___ TEXTO DE LECTURA ___

McCants logró meter a Osipoff en el avión, pero como sólo había dos asientos, el problema era dónde colocarlo. Lowrey aceleró un poco el SOC-1 para aflojar las cuerdas del paracaídas, y entonces McCants pudo acostar a la víctima en el fuselaje, manteniéndole la cabeza oprimida contra su pecho.
Como necesitaba ambas manos para sujetarlo, le era imposible cortar las cuerdas del paracaídas que aún los unían con el DC-2. Entonces Lowrey acercó poco a poco su avión al de transporte y, con inaudita precisión, las tronchó con la hélice. Después de estar suspendido 33 minutos entre la vida y la muerte, Osipoff por fin estaba libre.

___

Según el texto, ¿cuánto tiempo estuvo Osipoff suspendido antes de quedar libre? Las líneas vienen de otra fuente distinta del texto.

___ LÍNEAS DE DATOS ___

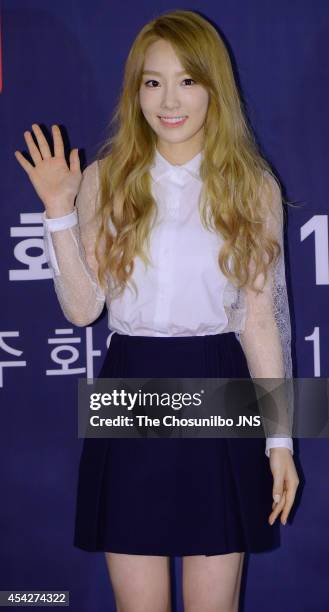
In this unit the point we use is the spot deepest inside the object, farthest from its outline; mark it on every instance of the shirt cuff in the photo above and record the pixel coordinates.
(57, 223)
(278, 442)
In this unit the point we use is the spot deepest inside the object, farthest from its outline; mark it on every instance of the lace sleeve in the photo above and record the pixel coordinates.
(266, 338)
(69, 247)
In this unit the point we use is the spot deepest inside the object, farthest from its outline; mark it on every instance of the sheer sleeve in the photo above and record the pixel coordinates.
(69, 247)
(266, 338)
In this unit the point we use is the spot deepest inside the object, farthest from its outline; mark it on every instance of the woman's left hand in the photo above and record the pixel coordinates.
(285, 482)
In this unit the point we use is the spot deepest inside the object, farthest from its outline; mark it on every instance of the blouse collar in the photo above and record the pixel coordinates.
(178, 173)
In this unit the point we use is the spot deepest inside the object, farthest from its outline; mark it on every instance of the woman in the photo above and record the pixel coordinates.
(178, 228)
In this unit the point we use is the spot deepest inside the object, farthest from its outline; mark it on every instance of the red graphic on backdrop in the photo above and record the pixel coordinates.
(0, 56)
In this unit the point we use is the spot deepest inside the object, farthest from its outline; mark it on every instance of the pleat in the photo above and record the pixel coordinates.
(175, 496)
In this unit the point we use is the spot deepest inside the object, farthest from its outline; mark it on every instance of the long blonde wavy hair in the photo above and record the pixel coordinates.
(232, 169)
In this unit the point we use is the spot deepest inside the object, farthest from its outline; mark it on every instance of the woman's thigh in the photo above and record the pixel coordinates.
(141, 583)
(212, 584)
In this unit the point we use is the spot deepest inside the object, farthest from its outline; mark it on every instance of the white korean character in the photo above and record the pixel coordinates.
(32, 235)
(65, 342)
(8, 349)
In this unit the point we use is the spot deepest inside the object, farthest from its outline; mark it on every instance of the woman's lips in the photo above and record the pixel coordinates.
(171, 123)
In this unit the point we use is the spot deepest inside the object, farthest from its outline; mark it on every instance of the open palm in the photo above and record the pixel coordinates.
(55, 183)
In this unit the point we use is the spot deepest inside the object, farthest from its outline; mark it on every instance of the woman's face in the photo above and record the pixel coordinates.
(172, 103)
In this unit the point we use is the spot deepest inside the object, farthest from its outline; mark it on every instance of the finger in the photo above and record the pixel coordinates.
(23, 162)
(32, 147)
(278, 508)
(74, 160)
(43, 144)
(58, 142)
(290, 497)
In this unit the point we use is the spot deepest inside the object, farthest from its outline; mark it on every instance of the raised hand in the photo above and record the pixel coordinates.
(55, 183)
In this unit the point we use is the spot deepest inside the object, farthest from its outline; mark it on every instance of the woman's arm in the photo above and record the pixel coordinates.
(69, 246)
(266, 338)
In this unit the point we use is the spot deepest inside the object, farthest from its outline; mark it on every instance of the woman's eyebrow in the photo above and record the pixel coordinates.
(159, 73)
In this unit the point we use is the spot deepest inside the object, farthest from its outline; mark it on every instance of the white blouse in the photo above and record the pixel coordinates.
(183, 292)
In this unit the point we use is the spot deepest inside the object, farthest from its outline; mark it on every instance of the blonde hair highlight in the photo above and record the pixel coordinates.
(234, 191)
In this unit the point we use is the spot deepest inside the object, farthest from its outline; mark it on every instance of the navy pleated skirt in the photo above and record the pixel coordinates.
(182, 496)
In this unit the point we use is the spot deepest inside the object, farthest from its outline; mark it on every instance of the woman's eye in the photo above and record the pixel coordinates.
(153, 81)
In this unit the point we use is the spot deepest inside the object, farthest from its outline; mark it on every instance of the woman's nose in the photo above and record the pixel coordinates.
(170, 98)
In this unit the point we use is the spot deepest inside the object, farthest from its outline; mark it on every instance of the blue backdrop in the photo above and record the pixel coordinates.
(62, 62)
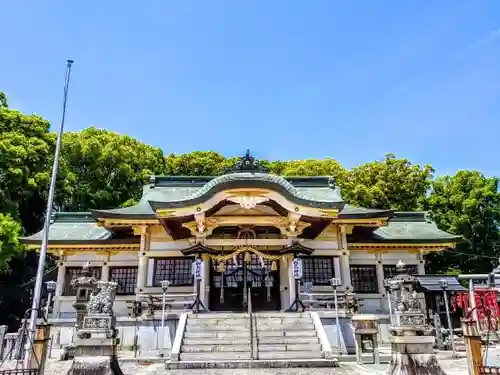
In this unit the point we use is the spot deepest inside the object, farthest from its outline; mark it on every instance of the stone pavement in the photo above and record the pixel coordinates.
(450, 366)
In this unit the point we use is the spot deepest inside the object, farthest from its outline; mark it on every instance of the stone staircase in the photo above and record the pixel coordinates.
(217, 340)
(287, 336)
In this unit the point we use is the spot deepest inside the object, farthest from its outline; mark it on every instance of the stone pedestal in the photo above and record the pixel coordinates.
(3, 332)
(411, 341)
(413, 346)
(96, 341)
(473, 346)
(366, 326)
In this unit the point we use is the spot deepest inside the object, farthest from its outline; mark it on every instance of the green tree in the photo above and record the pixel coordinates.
(197, 163)
(466, 204)
(104, 169)
(9, 240)
(312, 167)
(26, 149)
(387, 184)
(3, 100)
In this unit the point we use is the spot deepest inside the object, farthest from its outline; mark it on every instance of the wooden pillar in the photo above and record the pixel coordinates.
(473, 346)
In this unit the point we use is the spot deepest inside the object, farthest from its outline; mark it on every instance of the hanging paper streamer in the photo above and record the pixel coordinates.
(262, 263)
(221, 298)
(243, 249)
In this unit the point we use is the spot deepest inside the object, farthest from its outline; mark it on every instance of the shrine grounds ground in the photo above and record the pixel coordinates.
(449, 365)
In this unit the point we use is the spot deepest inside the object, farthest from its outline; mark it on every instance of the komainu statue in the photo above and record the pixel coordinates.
(102, 299)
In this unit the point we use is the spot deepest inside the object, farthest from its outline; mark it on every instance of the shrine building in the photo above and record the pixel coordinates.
(247, 226)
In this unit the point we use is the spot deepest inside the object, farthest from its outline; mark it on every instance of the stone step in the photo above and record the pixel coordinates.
(287, 340)
(215, 341)
(230, 327)
(210, 348)
(253, 364)
(294, 327)
(211, 316)
(281, 315)
(286, 333)
(290, 355)
(283, 320)
(214, 322)
(214, 356)
(218, 328)
(217, 334)
(260, 315)
(289, 347)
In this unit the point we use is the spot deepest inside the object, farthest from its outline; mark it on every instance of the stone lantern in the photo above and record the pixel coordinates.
(84, 284)
(411, 339)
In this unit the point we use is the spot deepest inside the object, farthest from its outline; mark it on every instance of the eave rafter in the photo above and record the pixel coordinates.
(411, 247)
(66, 249)
(124, 223)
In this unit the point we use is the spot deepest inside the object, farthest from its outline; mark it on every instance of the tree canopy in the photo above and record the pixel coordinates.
(103, 169)
(467, 204)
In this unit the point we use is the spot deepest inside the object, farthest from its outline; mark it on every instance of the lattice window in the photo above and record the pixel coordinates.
(71, 273)
(364, 279)
(391, 271)
(125, 277)
(317, 270)
(175, 270)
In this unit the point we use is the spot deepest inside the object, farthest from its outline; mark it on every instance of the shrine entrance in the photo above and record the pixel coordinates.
(230, 282)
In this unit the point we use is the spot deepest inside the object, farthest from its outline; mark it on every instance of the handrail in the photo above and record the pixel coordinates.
(250, 318)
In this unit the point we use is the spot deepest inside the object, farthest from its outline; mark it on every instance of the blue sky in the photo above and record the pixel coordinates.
(290, 79)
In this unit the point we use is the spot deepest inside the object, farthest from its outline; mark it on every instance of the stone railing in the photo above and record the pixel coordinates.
(151, 303)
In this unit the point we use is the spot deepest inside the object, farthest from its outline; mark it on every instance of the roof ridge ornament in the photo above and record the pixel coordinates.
(248, 164)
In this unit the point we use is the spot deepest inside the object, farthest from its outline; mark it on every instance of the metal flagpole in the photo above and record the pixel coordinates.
(45, 239)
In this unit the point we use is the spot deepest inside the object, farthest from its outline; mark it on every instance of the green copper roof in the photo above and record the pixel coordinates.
(305, 196)
(409, 227)
(69, 227)
(351, 212)
(179, 191)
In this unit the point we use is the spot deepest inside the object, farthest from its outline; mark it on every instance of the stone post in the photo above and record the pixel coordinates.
(40, 347)
(411, 340)
(84, 284)
(3, 332)
(473, 346)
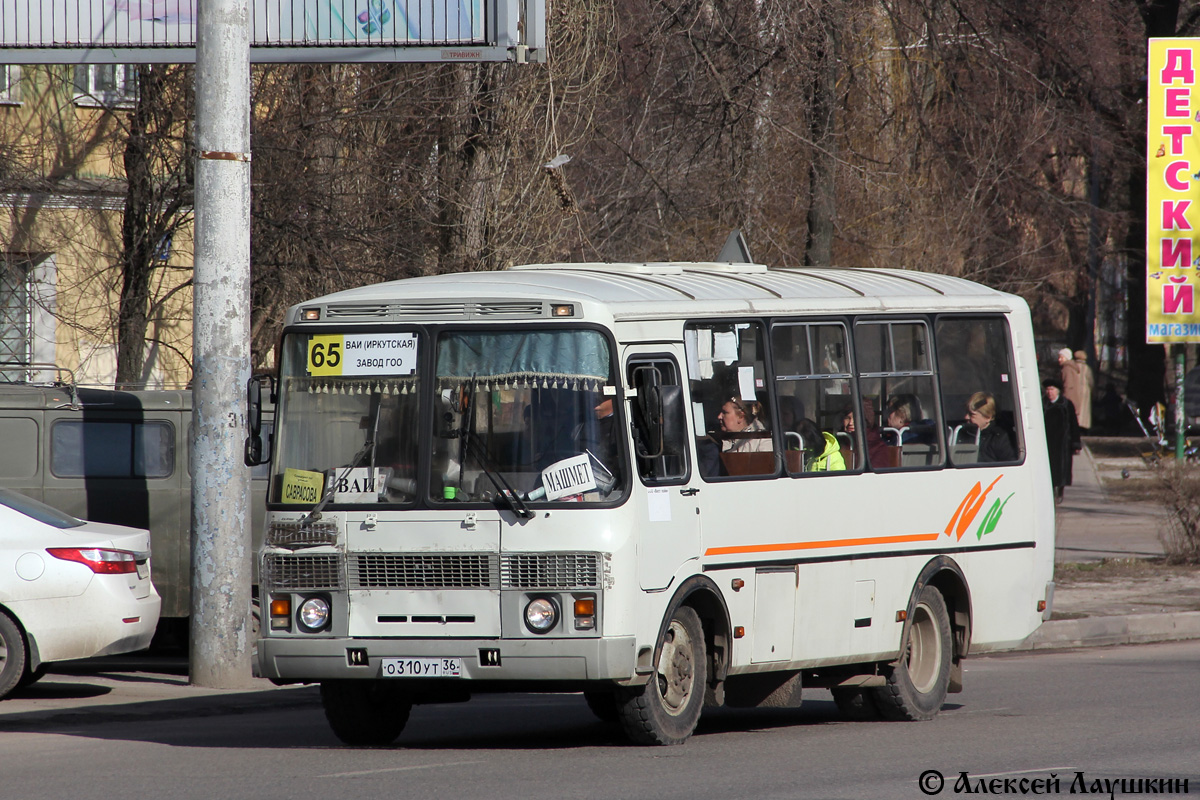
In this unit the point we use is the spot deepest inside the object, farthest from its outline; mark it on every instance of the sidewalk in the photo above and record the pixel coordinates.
(1092, 528)
(1147, 606)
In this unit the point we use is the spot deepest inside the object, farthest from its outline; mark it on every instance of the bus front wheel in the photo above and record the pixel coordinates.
(365, 713)
(666, 709)
(918, 681)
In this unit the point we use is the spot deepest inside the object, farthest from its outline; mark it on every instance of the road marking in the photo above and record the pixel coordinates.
(400, 769)
(1038, 770)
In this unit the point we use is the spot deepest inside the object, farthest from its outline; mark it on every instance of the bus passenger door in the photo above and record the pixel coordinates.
(666, 501)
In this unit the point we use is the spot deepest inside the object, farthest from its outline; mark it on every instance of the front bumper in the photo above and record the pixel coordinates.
(520, 660)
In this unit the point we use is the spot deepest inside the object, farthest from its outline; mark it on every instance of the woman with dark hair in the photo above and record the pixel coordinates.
(739, 422)
(1062, 434)
(994, 441)
(822, 453)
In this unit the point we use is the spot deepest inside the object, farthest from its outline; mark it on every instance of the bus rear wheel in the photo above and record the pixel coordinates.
(365, 713)
(921, 678)
(666, 709)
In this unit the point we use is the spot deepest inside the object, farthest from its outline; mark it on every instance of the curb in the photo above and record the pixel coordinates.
(1104, 631)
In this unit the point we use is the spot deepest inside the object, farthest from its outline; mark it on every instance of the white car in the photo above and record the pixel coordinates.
(69, 589)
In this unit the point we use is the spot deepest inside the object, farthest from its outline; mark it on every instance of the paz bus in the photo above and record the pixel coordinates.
(619, 480)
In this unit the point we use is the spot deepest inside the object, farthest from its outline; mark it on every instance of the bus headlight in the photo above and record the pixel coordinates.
(541, 614)
(313, 614)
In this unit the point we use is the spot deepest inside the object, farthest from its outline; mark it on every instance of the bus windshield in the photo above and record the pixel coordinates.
(531, 413)
(517, 417)
(348, 421)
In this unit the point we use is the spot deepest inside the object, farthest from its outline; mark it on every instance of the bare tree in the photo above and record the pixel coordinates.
(157, 205)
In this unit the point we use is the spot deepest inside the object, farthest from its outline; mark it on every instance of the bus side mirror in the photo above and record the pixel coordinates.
(663, 411)
(253, 456)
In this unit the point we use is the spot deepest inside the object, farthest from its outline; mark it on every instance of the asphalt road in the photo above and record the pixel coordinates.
(1109, 713)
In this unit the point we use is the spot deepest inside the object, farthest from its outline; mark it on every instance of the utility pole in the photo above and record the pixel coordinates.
(221, 548)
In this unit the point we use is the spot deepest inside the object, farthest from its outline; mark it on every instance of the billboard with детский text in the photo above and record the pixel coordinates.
(1173, 192)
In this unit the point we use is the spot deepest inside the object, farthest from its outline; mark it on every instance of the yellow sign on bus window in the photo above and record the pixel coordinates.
(303, 486)
(363, 354)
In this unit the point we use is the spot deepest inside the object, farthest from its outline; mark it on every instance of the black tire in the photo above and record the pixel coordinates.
(921, 678)
(856, 704)
(666, 710)
(31, 677)
(12, 654)
(365, 713)
(603, 705)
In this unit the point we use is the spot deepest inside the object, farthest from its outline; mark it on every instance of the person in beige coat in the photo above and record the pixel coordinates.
(1087, 385)
(1068, 373)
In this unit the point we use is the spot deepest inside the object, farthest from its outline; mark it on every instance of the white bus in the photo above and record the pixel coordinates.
(664, 486)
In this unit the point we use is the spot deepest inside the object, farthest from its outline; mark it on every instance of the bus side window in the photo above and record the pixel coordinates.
(652, 465)
(895, 374)
(814, 395)
(973, 361)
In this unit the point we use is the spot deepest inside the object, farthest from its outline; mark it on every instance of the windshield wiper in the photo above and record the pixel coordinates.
(471, 444)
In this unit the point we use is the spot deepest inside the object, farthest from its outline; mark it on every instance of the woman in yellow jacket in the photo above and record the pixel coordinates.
(822, 453)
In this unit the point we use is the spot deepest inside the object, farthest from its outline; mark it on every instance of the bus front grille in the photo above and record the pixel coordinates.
(423, 571)
(474, 571)
(550, 571)
(303, 572)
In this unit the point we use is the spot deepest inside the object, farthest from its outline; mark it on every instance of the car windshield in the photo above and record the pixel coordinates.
(348, 419)
(532, 413)
(36, 510)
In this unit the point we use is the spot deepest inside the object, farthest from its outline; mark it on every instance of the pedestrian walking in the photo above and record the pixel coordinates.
(1071, 378)
(1087, 388)
(1062, 434)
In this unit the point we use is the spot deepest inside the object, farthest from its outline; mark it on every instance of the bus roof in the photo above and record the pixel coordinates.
(655, 290)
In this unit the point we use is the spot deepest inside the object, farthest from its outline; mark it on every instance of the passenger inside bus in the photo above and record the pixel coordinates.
(876, 449)
(903, 411)
(994, 441)
(742, 429)
(822, 453)
(598, 435)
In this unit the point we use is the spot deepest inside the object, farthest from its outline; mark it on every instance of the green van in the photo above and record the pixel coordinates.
(113, 456)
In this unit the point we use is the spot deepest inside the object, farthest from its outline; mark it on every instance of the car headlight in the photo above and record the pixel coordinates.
(313, 614)
(541, 614)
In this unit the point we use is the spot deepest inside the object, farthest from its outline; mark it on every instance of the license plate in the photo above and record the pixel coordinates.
(423, 667)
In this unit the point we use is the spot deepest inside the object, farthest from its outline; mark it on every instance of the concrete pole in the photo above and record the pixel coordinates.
(221, 548)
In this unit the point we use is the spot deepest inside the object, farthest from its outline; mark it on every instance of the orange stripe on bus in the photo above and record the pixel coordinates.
(814, 546)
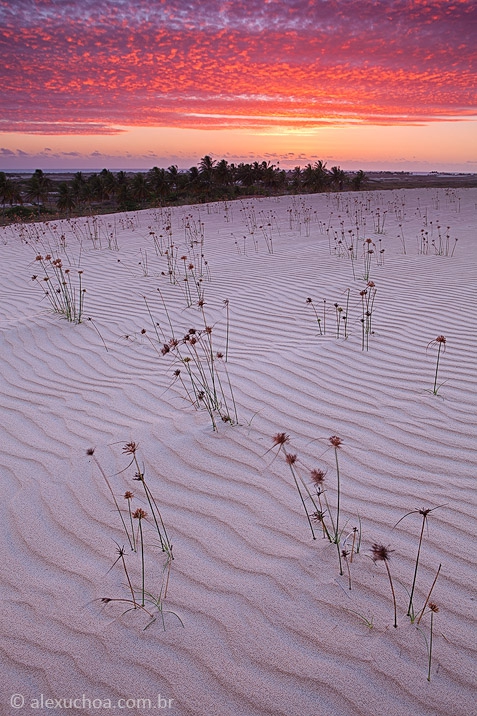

___

> _RESPUESTA_: 33 minutos.